> [TO DO]:
Count the lines in the records below that contain the string "Target", treating uppercase and lowercase as different. Reply with the number alone.
--- start ---
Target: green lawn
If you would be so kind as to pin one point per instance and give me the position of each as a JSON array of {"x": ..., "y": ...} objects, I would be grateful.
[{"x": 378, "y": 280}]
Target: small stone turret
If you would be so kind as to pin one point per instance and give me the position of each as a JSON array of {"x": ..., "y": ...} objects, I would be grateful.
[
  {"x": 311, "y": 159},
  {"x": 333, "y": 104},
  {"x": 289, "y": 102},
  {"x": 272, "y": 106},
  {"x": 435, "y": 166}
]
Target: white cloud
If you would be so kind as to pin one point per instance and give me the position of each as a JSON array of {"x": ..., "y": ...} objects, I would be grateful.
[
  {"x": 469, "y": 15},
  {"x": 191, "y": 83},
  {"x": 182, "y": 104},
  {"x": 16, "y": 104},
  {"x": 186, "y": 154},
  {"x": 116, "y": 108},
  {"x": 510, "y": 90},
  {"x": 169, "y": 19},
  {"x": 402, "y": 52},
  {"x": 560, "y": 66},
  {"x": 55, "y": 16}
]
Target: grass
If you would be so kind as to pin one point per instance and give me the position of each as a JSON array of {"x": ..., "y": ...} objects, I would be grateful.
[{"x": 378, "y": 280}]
--- end ---
--- start ---
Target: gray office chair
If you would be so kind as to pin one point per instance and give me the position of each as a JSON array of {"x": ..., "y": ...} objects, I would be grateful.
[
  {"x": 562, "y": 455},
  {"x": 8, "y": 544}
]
--- end ---
> [ANSWER IN FULL]:
5